═══ FRAGMENTO DE ORIGEN

El sueño de Santa María de las
Piedras
Si Peregrinos de
Aztlán es una épica de la movilidad sin esperanza, El
sueño de Santa María de las Piedras es la crónica del viaje al
corazón de la memoria. Esta novela, a pesar de incluir el célebre
periplo de Timoteo Noragua, permanece en un área no mayor a la plazuela
pública, ese lugar común en el que el diálogo es a un tiempo el
elemento fundacional, la recreación de los anales y, sobre todo, el
vínculo capaz de justificar históricamente a una comunidad.
Como recién he señalado,
existe en el interior de esta novela un relato subyacente, el cual
consiste en el viaje que Timoteo Noragua y su burro Salomón realizan
por los Estados Unidos en busca de Huachusey, quien a la postre resulta
ser una suerte de deidad terrible. Este periplo puede ser entendido
como una expresión de la esperanza, la ingenua fe del héroe en su
empresa y el posterior desengaño. La alegoría encierra una realidad
aterradora: el doble rostro que los Estados Unidos poseen; por un lado,
la democracia que encarna los más altos valores, así como el país
bendecido por Dios en su riqueza; por otra parte, el imperio que
asesina y reprime de modo inmisericorde con tal de mantener sus
prerrogativas de nación regente. Creo que este relato no tiene más
vínculo con el resto de la novela que el hecho de que Timoteo pertenece
a la estirpe Noruaga, tronco familiar indispensable en la
reconstrucción de la historia total de Santa María de las Piedras. Por
tal motivo me centraré en las relaciones de los hechos del pueblo
expresadas por boca de los viejos Teófilo, Nacho, Abelardo y el Güero
Paparruchas.

══════
═══ BLOQUE DE DATOS

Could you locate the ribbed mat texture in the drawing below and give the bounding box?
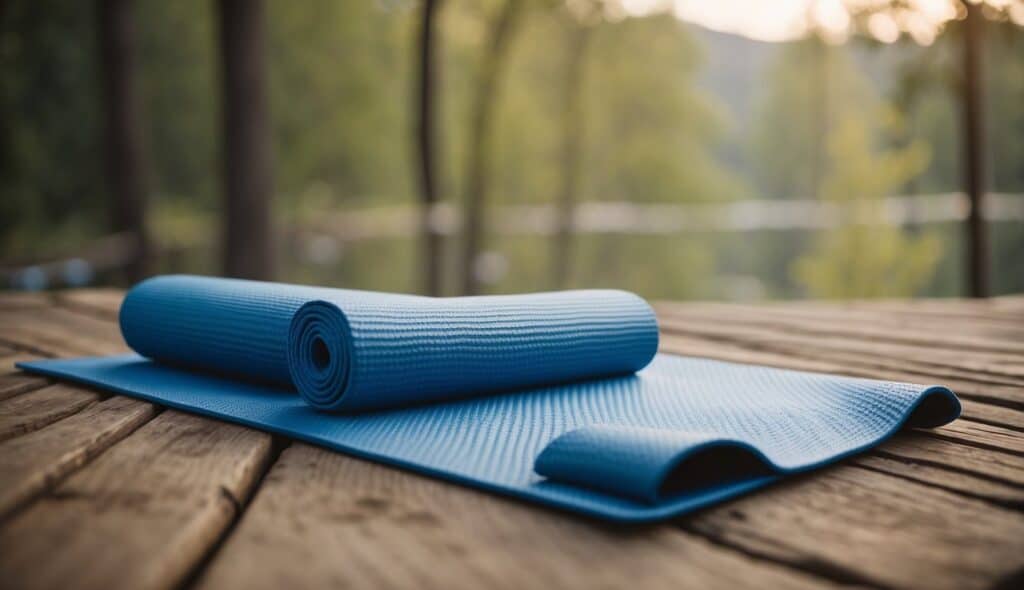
[19,276,959,521]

══════

LISTA DE TAREAS:
1) Reproduce sin cambios el texto del fragmento de origen desde "El sueño de" hasta "a una comunidad.".
2) Según el fragmento de origen, ¿con quién viaja Timoteo Noragua por los Estados Unidos?

RESULTADOS EN ORDEN:
1)
El sueño de Santa María de las
Piedras
Si Peregrinos de
Aztlán es una épica de la movilidad sin esperanza, El
sueño de Santa María de las Piedras es la crónica del viaje al
corazón de la memoria. Esta novela, a pesar de incluir el célebre
periplo de Timoteo Noragua, permanece en un área no mayor a la plazuela
pública, ese lugar común en el que el diálogo es a un tiempo el
elemento fundacional, la recreación de los anales y, sobre todo, el
vínculo capaz de justificar históricamente a una comunidad.

2) Con su burro Salomón.